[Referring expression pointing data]
== == ==

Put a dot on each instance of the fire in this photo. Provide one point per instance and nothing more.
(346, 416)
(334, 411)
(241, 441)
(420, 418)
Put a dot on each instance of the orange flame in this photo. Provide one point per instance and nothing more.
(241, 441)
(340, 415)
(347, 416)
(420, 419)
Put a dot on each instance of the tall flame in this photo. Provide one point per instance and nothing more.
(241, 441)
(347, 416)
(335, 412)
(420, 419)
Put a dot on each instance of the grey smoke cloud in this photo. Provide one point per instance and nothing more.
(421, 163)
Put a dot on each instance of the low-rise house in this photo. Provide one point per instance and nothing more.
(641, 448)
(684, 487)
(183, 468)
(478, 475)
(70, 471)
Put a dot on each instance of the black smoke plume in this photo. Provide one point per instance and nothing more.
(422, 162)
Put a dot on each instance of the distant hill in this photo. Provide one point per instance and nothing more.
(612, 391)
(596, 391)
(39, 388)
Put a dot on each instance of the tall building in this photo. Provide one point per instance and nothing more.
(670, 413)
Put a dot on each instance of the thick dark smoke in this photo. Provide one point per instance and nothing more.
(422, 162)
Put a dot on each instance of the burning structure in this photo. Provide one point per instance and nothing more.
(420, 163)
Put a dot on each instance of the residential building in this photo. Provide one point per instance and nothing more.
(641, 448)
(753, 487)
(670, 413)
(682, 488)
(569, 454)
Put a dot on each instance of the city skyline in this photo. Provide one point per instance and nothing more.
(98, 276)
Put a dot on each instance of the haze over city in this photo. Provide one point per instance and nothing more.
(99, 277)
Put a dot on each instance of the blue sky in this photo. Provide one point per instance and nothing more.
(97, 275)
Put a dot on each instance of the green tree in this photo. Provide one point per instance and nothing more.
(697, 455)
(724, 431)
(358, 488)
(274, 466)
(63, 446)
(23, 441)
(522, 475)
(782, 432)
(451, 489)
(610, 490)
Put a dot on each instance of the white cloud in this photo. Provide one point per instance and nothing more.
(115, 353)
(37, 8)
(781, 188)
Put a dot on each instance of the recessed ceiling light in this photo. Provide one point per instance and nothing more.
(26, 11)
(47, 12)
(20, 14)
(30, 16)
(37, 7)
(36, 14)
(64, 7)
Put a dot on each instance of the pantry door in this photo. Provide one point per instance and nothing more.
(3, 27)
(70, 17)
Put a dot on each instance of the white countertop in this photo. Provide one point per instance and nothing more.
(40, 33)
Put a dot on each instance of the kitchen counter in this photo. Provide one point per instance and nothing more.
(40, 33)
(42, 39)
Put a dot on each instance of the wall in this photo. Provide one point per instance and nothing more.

== == ==

[Task details] Reproduce every entry above exactly as it was written.

[Finished task]
Put a dot on each instance of the fire in this photo. Provide one point per instance and nothing more.
(346, 416)
(334, 411)
(241, 441)
(420, 418)
Put a dot on each instance of the orange flame in this photo. Provide one point per instance and nothing more.
(241, 441)
(340, 415)
(347, 416)
(420, 419)
Put a dot on each instance of the tall flame in this photo. Provide one point per instance and nothing more.
(241, 441)
(347, 416)
(335, 412)
(420, 419)
Put a dot on each instance of the grey smoke cloud in this photo. Provide one point per instance and nothing more.
(421, 163)
Put a dot on each instance of the low-rise house in this photo. Provide one point per instance and nothing more.
(641, 448)
(684, 487)
(183, 468)
(478, 475)
(70, 471)
Put a dot on each instance of the black smoke plume in this photo. Provide one point per instance and nothing more.
(422, 162)
Put a dot on each instance of the distant hill in this photo. Provide one point per instance and nothing more.
(612, 391)
(596, 391)
(39, 388)
Put a dot on each instance of the tall building in this photo. Provide one point per instance and nothing more.
(670, 413)
Put a dot on each instance of the thick dark smoke in this photo. Provide one point per instance and nothing more.
(422, 162)
Put a dot on each instance of the burning structure in this photo. Provide one point per instance and nothing more.
(420, 163)
Put a dot on each instance of the residential building in this photo. Provide one point per instance and nothing more.
(641, 448)
(753, 487)
(670, 413)
(682, 488)
(569, 454)
Put a dot on each instance of the city skyline in this photo. Provide one point per instance and nothing more.
(98, 276)
Put a dot on each instance of the haze over city in this photo. Provide one point per instance and nothing more.
(99, 277)
Put a dot on each instance of the blue sky in this photo. Provide one point per instance and nothing more.
(97, 275)
Put a dot on each instance of the green tree in this photo. Provide one point per instance and nothing more.
(697, 455)
(724, 431)
(358, 488)
(274, 466)
(63, 446)
(23, 441)
(522, 475)
(782, 432)
(451, 489)
(610, 490)
Put a dot on each instance of the white cloud in this photo. Provide one point per instance and nothing more.
(115, 353)
(37, 8)
(781, 188)
Put a dot on each instance of the recessed ceiling light in this photo. Provide one point per instance and nothing more.
(26, 11)
(47, 12)
(20, 14)
(30, 16)
(37, 7)
(36, 14)
(64, 7)
Put a dot on each instance of the pantry door in this photo. Provide one point per instance and nothing more.
(3, 27)
(70, 17)
Put a dot on each instance of the white countertop in this photo. Provide one point per instance and nothing more.
(40, 33)
Put a dot on each instance of the kitchen counter in this photo. Provide one point per instance and nothing more.
(40, 33)
(42, 39)
Put a dot on each instance of the wall in this photo. Provide one point per instance and nothing more.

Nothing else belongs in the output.